What is asked: Rewrite the rows as a Markdown table with the columns "Index" (the row number) and "Line" (that line), starting at the first row and ending at the line that contains "point(1187, 312)", both included. Leave out blank lines and pictures.

Exercise input:
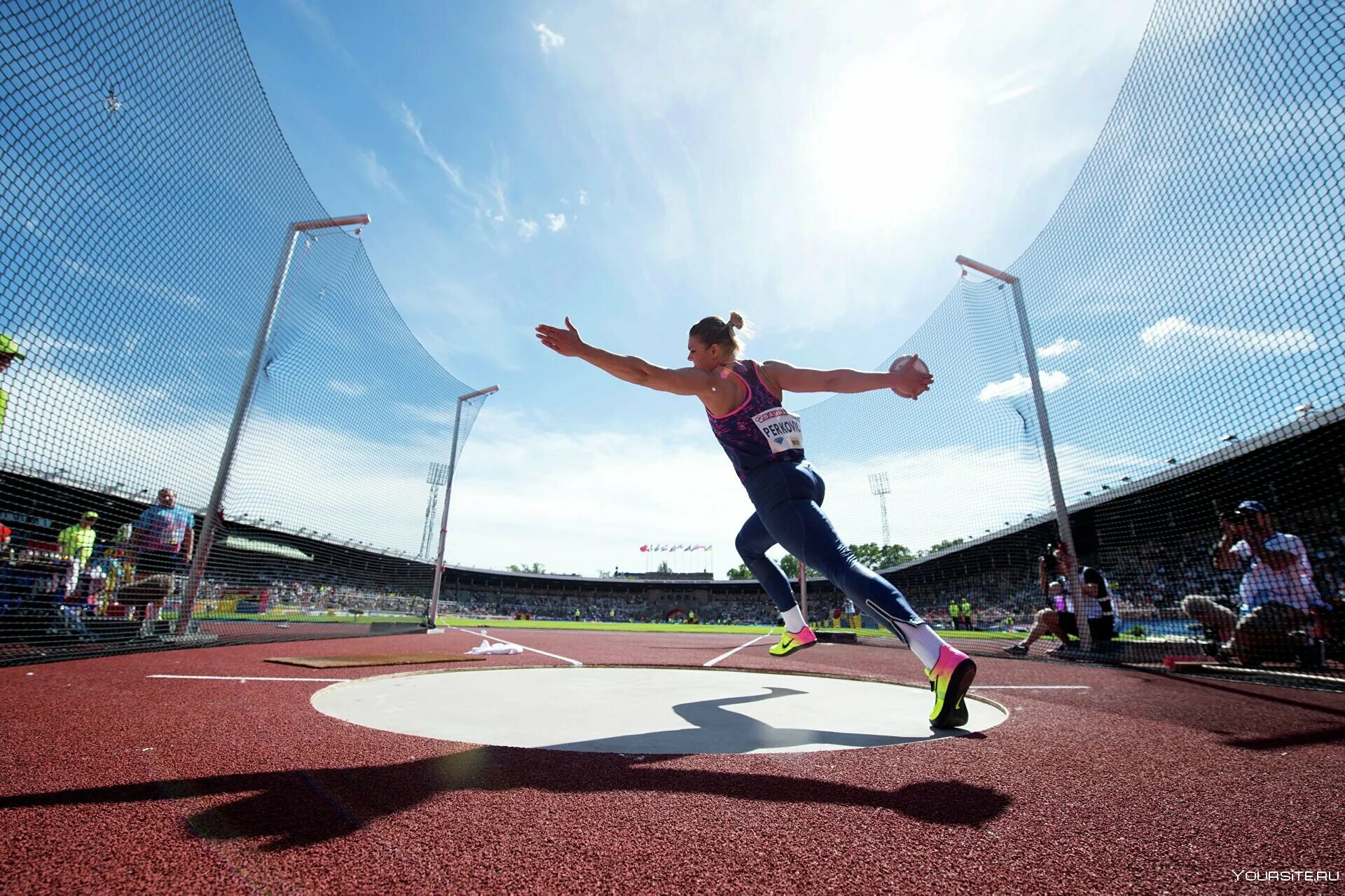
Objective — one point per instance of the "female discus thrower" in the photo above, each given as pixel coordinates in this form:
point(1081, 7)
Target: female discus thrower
point(766, 446)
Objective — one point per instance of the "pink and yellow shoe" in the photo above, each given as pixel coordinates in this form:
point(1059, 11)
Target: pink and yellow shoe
point(950, 680)
point(792, 641)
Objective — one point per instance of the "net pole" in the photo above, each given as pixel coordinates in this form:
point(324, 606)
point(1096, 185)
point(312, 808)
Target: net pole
point(1048, 446)
point(245, 396)
point(803, 590)
point(431, 621)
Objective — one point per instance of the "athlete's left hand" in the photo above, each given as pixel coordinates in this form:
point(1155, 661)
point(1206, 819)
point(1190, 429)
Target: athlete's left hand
point(563, 342)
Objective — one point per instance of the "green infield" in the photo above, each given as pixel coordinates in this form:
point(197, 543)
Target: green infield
point(704, 628)
point(595, 626)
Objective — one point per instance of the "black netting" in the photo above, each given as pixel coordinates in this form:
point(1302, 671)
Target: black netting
point(146, 198)
point(1187, 312)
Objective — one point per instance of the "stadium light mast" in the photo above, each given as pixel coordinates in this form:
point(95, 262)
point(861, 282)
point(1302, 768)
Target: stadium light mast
point(448, 492)
point(878, 486)
point(245, 396)
point(1048, 446)
point(437, 476)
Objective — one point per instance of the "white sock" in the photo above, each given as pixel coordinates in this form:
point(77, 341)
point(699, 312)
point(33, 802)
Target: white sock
point(925, 642)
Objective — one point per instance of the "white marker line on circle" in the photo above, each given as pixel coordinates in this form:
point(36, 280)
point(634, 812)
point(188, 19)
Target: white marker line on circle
point(738, 649)
point(242, 678)
point(1030, 687)
point(482, 634)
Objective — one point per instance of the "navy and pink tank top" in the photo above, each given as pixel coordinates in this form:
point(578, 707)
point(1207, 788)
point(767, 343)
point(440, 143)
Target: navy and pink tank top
point(759, 431)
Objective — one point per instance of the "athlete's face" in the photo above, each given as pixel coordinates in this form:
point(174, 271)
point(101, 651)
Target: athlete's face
point(703, 357)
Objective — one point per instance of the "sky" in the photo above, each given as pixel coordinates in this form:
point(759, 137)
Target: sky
point(640, 166)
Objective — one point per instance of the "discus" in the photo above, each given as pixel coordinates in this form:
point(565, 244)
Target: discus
point(902, 362)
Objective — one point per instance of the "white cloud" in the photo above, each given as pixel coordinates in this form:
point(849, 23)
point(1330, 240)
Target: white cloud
point(1020, 385)
point(548, 39)
point(377, 174)
point(352, 389)
point(319, 27)
point(450, 170)
point(1060, 346)
point(1181, 330)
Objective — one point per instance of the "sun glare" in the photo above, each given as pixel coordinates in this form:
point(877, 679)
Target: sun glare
point(884, 146)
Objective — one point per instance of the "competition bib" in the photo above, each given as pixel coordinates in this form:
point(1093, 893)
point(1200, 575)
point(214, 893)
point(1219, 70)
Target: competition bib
point(780, 428)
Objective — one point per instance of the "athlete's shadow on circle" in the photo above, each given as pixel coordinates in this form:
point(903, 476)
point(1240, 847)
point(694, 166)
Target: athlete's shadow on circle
point(723, 731)
point(315, 805)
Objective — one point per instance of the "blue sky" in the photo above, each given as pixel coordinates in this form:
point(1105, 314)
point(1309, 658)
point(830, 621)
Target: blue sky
point(637, 167)
point(815, 169)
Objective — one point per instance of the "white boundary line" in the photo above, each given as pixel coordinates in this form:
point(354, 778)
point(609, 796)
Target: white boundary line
point(738, 649)
point(482, 634)
point(1030, 688)
point(242, 678)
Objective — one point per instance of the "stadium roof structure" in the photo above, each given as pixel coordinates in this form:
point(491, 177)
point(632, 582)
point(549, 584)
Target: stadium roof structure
point(1234, 450)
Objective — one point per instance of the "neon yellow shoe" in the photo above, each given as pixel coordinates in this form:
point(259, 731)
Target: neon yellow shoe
point(792, 641)
point(950, 678)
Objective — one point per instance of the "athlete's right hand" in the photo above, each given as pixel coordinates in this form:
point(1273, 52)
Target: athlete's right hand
point(563, 342)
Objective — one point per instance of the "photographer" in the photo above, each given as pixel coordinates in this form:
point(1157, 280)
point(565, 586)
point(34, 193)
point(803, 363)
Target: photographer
point(1277, 592)
point(1054, 570)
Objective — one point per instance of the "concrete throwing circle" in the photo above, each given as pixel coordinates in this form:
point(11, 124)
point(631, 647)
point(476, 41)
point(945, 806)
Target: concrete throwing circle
point(644, 710)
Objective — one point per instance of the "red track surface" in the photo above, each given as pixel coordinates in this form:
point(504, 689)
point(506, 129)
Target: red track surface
point(115, 782)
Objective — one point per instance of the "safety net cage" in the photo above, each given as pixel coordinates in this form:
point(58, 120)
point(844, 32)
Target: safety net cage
point(214, 425)
point(1185, 314)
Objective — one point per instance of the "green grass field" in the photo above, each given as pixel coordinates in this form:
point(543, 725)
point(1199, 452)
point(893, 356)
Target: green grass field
point(690, 630)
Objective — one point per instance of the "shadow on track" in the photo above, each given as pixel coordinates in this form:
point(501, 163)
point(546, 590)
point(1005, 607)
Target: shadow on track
point(315, 805)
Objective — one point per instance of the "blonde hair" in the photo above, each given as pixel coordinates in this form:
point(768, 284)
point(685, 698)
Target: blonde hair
point(717, 331)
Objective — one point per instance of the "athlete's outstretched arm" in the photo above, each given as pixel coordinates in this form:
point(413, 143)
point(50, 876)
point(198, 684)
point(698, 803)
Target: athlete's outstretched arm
point(846, 381)
point(688, 381)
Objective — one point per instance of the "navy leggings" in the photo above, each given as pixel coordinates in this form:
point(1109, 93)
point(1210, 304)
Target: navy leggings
point(787, 498)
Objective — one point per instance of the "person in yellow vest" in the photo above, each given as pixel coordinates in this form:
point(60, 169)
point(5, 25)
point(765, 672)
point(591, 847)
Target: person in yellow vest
point(10, 352)
point(77, 541)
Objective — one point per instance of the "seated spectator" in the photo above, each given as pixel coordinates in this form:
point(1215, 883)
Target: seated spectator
point(1277, 593)
point(1060, 618)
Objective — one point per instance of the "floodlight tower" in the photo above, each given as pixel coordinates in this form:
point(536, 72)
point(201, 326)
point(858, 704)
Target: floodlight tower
point(437, 478)
point(878, 486)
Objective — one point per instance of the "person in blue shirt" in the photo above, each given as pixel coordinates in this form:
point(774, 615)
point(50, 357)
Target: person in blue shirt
point(163, 537)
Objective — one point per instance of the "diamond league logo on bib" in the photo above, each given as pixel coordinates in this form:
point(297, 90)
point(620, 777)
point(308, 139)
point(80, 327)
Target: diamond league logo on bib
point(780, 428)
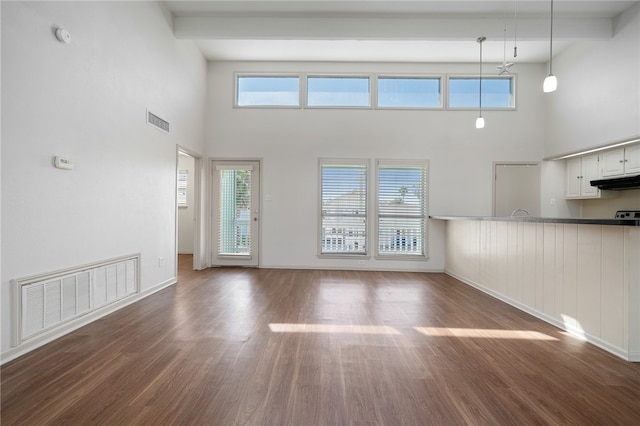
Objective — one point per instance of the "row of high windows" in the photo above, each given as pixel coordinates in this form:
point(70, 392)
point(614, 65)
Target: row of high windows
point(374, 91)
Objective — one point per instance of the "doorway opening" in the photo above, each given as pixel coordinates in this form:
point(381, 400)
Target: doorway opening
point(236, 212)
point(189, 204)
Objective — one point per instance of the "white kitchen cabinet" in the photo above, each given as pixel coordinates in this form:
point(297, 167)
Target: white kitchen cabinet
point(621, 161)
point(580, 172)
point(632, 159)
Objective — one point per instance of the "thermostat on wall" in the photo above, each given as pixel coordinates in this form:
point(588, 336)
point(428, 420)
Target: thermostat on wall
point(63, 163)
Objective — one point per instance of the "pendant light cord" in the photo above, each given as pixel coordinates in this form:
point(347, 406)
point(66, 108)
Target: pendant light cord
point(551, 42)
point(515, 28)
point(481, 40)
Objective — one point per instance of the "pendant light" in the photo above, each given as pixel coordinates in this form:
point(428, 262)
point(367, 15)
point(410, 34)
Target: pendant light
point(551, 82)
point(480, 119)
point(515, 28)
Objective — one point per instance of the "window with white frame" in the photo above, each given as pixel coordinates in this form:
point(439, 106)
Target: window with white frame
point(497, 92)
point(277, 91)
point(401, 207)
point(338, 91)
point(343, 199)
point(409, 92)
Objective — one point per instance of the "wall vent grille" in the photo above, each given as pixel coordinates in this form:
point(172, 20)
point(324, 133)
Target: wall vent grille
point(48, 301)
point(158, 122)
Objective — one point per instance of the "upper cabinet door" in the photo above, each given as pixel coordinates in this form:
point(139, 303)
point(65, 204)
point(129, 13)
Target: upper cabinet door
point(613, 162)
point(632, 159)
point(590, 171)
point(574, 177)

Task solution:
| Index | Line |
|---|---|
| 1 | Objective — one point per instance of the "female discus thrower" in the photo above, each given as pixel coordinates in this form: |
| 2 | point(1081, 7) |
| 3 | Target: female discus thrower |
| 4 | point(766, 446) |
| 5 | Objective — one point per instance of the "pink and yellow shoe" in the photo above, each given as pixel coordinates in this form: |
| 6 | point(1059, 11) |
| 7 | Target: pink and yellow shoe |
| 8 | point(950, 680) |
| 9 | point(792, 641) |
| 10 | Objective — one point per instance of the "net pole" in the photo above, each given as pixel coordinates in this form: |
| 11 | point(324, 606) |
| 12 | point(1096, 185) |
| 13 | point(312, 808) |
| 14 | Target: net pole |
| 15 | point(1048, 446) |
| 16 | point(245, 396) |
| 17 | point(803, 590) |
| 18 | point(431, 621) |
| 19 | Objective — one point per instance of the "athlete's left hand" in the photo above, each given as pixel coordinates in this form: |
| 20 | point(1155, 661) |
| 21 | point(1206, 819) |
| 22 | point(1190, 429) |
| 23 | Target: athlete's left hand |
| 24 | point(563, 342) |
| 25 | Objective — one point per instance of the "green infield" in the photo above, each given as pixel coordinates in this form: |
| 26 | point(197, 543) |
| 27 | Target: green infield |
| 28 | point(704, 628) |
| 29 | point(595, 626) |
| 30 | Objective — one point per instance of the "black netting" in the photo above, each given as pixel coordinates in this form: |
| 31 | point(1302, 671) |
| 32 | Target: black netting |
| 33 | point(146, 198) |
| 34 | point(1187, 312) |